**What you should do**
From the data below, repeat exactly the lines from the line with "Pick out a point on every instance of the place" to the line with "Pick out a point on every instance of the woman in", both included.

-- Opening Marker --

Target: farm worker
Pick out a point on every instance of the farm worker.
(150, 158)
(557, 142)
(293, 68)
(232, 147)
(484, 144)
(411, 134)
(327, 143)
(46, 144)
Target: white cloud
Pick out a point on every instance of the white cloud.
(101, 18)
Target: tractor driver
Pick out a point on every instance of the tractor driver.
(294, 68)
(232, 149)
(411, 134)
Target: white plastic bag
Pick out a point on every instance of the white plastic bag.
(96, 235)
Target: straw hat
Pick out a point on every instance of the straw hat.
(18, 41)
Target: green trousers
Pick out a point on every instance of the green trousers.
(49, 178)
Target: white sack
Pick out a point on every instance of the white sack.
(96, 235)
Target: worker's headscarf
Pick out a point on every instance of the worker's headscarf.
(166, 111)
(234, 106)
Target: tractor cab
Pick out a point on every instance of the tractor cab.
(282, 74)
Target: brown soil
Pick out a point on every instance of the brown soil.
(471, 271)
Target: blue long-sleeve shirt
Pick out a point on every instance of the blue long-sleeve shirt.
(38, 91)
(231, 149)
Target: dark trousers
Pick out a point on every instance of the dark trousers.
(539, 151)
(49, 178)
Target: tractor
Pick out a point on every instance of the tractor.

-- Closing Marker --
-- Opening Marker --

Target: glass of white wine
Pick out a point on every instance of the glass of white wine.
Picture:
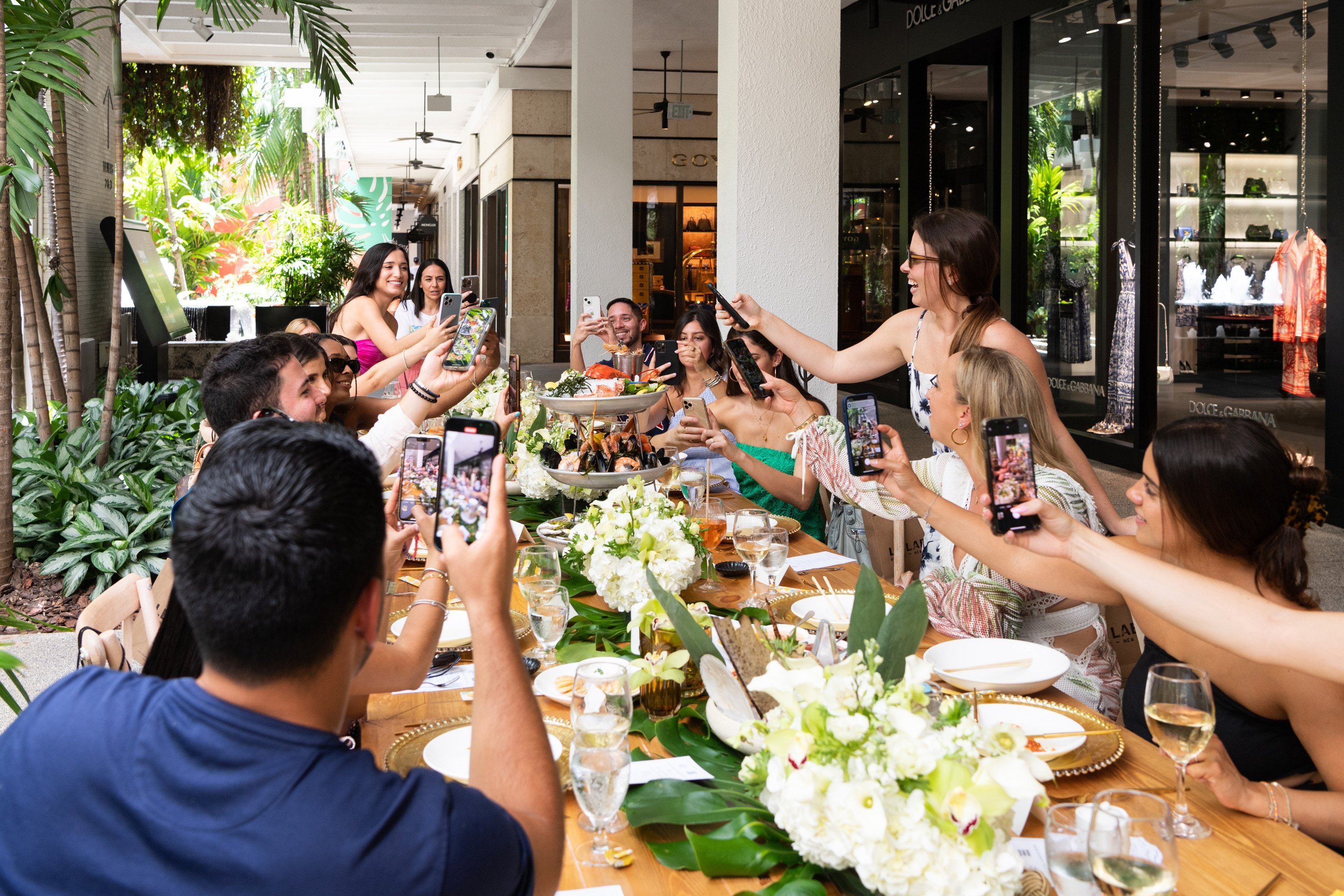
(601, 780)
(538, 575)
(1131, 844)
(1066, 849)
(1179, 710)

-- Closing Marker --
-- Opening Marker --

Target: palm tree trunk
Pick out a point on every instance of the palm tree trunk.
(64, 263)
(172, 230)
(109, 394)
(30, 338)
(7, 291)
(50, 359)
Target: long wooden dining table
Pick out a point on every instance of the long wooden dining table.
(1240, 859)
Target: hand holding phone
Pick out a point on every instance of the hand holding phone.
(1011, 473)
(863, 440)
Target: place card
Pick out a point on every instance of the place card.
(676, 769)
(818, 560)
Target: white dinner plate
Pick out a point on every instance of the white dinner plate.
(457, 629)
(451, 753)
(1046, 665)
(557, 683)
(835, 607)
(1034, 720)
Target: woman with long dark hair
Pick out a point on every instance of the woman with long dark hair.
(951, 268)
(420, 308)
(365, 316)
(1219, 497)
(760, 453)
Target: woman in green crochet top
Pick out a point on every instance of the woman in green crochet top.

-- Closing Marker --

**Written response**
Pick out a point on every instance of the place card.
(676, 769)
(818, 560)
Target: white dinner plate
Pick out a point on every instance of the white dinner plate.
(457, 629)
(451, 753)
(1046, 665)
(557, 683)
(835, 607)
(1034, 720)
Target: woman with long dark hair
Pick out a point on every instance of the woman with long dark hair.
(951, 268)
(420, 308)
(365, 316)
(1219, 497)
(760, 453)
Target: woman in green crochet top
Pick out a point on every instance of the woman in green crochet top.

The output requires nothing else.